Referring expression pointing data:
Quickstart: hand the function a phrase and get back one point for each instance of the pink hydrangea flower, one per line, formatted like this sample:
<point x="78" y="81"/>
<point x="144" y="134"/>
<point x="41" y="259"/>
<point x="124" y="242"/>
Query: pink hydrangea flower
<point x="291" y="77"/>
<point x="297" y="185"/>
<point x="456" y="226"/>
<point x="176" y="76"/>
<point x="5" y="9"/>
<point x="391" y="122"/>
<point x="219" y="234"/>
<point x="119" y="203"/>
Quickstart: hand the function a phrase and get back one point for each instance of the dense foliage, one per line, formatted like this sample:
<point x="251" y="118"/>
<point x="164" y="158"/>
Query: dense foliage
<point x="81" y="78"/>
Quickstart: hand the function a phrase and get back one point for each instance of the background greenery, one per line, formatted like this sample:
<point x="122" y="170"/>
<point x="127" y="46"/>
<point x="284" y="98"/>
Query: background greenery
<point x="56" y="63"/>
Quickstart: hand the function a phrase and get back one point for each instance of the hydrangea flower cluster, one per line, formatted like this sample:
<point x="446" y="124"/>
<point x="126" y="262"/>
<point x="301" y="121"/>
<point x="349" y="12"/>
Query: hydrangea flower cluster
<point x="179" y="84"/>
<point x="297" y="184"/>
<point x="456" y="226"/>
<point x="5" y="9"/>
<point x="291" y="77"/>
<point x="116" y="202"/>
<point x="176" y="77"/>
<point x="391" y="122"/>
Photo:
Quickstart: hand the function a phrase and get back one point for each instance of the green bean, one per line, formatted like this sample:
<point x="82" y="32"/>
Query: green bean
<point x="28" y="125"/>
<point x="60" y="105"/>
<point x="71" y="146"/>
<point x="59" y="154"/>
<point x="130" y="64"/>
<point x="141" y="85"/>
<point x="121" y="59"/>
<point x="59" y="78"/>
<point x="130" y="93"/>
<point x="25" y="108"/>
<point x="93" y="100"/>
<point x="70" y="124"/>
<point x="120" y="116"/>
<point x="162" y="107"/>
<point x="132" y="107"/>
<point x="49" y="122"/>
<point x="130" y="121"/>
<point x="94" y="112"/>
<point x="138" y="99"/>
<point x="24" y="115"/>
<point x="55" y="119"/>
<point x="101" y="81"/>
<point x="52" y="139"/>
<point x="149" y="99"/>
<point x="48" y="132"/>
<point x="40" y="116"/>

BRIEF
In full and exactly as written, reproduce the records above.

RESULT OF THE TASK
Quickstart: hand the function a phrase and get back one point for each instance of the pink hydrangea flower, one per line, formatted like this sample:
<point x="78" y="81"/>
<point x="144" y="134"/>
<point x="41" y="259"/>
<point x="124" y="242"/>
Query: pink hydrangea flower
<point x="291" y="77"/>
<point x="297" y="185"/>
<point x="456" y="226"/>
<point x="176" y="76"/>
<point x="5" y="9"/>
<point x="391" y="122"/>
<point x="219" y="234"/>
<point x="119" y="203"/>
Quickstart: hand the function a phrase and get back one point for each instance of the dense foliage, one per line, formatted like this sample:
<point x="251" y="118"/>
<point x="164" y="158"/>
Query: dense foliage
<point x="81" y="78"/>
Quickstart: hand the function a phrase and get back one point for each instance of the background greenery, one per line, formatted like this sample:
<point x="122" y="170"/>
<point x="127" y="46"/>
<point x="284" y="98"/>
Query: background greenery
<point x="56" y="63"/>
Quickstart: hand the function a phrase and get back one point for each instance of the hydrangea flower cluster, one per line, formatted like this sample:
<point x="446" y="124"/>
<point x="126" y="262"/>
<point x="301" y="121"/>
<point x="349" y="12"/>
Query: hydrangea flower cluster
<point x="179" y="84"/>
<point x="297" y="184"/>
<point x="456" y="226"/>
<point x="5" y="9"/>
<point x="291" y="77"/>
<point x="116" y="202"/>
<point x="176" y="77"/>
<point x="391" y="122"/>
Photo:
Quickstart: hand the function a phrase and get back one point for each instance of the green bean, one per line, formatted like this sample:
<point x="82" y="32"/>
Query: green bean
<point x="28" y="125"/>
<point x="60" y="105"/>
<point x="71" y="146"/>
<point x="59" y="154"/>
<point x="130" y="64"/>
<point x="141" y="85"/>
<point x="121" y="59"/>
<point x="59" y="78"/>
<point x="130" y="93"/>
<point x="25" y="108"/>
<point x="93" y="100"/>
<point x="70" y="124"/>
<point x="120" y="116"/>
<point x="162" y="107"/>
<point x="132" y="107"/>
<point x="49" y="122"/>
<point x="130" y="121"/>
<point x="94" y="112"/>
<point x="138" y="99"/>
<point x="24" y="115"/>
<point x="55" y="119"/>
<point x="101" y="81"/>
<point x="52" y="139"/>
<point x="149" y="99"/>
<point x="48" y="132"/>
<point x="40" y="116"/>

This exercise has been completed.